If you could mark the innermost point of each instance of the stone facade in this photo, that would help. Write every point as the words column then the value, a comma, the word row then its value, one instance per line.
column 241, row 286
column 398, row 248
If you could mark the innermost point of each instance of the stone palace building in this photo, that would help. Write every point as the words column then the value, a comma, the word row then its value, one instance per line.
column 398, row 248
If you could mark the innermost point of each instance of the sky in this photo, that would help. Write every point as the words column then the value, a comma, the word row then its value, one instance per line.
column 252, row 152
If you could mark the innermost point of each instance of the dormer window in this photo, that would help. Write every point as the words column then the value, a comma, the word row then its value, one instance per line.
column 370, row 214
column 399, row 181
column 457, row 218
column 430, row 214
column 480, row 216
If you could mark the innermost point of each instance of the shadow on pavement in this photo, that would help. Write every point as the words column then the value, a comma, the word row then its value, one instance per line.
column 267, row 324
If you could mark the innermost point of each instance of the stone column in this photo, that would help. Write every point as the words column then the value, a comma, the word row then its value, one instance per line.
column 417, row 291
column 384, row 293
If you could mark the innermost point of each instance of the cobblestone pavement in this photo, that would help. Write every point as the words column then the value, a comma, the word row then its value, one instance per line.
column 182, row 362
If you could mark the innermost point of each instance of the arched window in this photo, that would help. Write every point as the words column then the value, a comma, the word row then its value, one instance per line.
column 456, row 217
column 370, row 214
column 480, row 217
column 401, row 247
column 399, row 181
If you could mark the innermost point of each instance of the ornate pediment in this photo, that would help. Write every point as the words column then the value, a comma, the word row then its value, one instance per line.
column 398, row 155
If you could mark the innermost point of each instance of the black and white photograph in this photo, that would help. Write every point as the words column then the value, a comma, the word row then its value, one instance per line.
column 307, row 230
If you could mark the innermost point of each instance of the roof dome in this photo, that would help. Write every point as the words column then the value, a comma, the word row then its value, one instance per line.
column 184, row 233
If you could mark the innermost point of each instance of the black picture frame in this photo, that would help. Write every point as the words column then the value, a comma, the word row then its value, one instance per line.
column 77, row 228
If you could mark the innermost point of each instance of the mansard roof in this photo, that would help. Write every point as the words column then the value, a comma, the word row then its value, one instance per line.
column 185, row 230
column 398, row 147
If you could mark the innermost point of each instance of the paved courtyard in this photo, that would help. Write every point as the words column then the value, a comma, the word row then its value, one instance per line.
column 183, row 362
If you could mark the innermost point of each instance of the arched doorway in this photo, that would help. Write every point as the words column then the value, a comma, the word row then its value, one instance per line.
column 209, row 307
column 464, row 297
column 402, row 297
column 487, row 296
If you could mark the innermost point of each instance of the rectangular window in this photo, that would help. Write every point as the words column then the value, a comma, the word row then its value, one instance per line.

§

### STATED PROBLEM
Please reproduce all of the material above word for word, keeping every line as it is.

### RESPONSE BELOW
If you could mark the innermost point of each instance of the stone facade in this photo, that would help. Write every point as the words column then the value, a comma, the word row then its value, one instance per line.
column 241, row 286
column 398, row 248
If you could mark the innermost point of each instance of the stone palace building in this photo, that would help. Write every point as the words column then the value, a comma, the word row then its value, one instance per line.
column 398, row 248
If you could mark the innermost point of each instance of the sky in this photo, that would help. Write every point as the words column then the value, a comma, the word row then its value, one instance per line.
column 252, row 152
If you could mark the innermost point of each instance of the dormer window in this photo, that would help. Write every point as the words column then the value, a comma, the word row then its value, one instance per line.
column 370, row 214
column 399, row 181
column 457, row 218
column 430, row 214
column 480, row 216
If you could mark the innermost point of each instance of the shadow on pavement in this photo, that would help. Write every point as the words column then the value, a comma, the word row then its value, one instance per line.
column 267, row 324
If you could mark the innermost point of each instance of the stone column in this photo, that would help. Write every point as the words column then the value, a comma, the word row then its value, one instance per line.
column 417, row 291
column 384, row 293
If you could mark the innermost point of each instance of the cobblestone pavement in this photo, that would help. Write every point as the words column then the value, a comma, the word row then its value, one instance per line.
column 182, row 362
If you could mark the innermost point of each instance of the arched window in this photo, that would help. Write every point as the words column then the value, a comma, the word row then its value, one instance per line.
column 456, row 217
column 370, row 214
column 480, row 217
column 401, row 247
column 399, row 181
If you could mark the innermost point of each instance of the ornate pediment in this photo, that would help. Write every point as the words column then the value, a comma, the word row then its value, one instance per line.
column 398, row 155
If you could mark the innermost point of each instance of the black and white photograph in this photo, that would help. Write every point as the words column then the value, a comma, the word row then its value, one instance per line.
column 307, row 230
If you could mark the innermost point of each instance of the roof dome in this photo, that would help. Write every point as the words column then the value, a comma, the word row then its value, one instance per line.
column 184, row 233
If you could mark the innermost point of each instance of the black picture frame in this photo, that would help. Write every point as the words column then the value, a comma, the word row then its value, one instance per line.
column 77, row 228
If you could mark the innermost point of each instance of the mansard roof in this photo, that would help. Write every point as the words column then the value, a comma, the word row then its value, one instance per line.
column 185, row 230
column 398, row 147
If you could mark the innermost point of each instance of the paved courtyard in this photo, that would help. Write every point as the words column then the value, a comma, the word row then its value, one instance per line.
column 183, row 362
If you could mark the innermost point of each instance of the arched doorway in this photo, that would help. Write every point as the words column then the value, a comma, the word row then its value, one instance per line.
column 209, row 307
column 464, row 297
column 402, row 297
column 487, row 296
If you could mark the innermost point of each instance of the rectangular window in this photo, that would help. Write every point as the words column then the value, a comma, the word row then its value, one instance per line.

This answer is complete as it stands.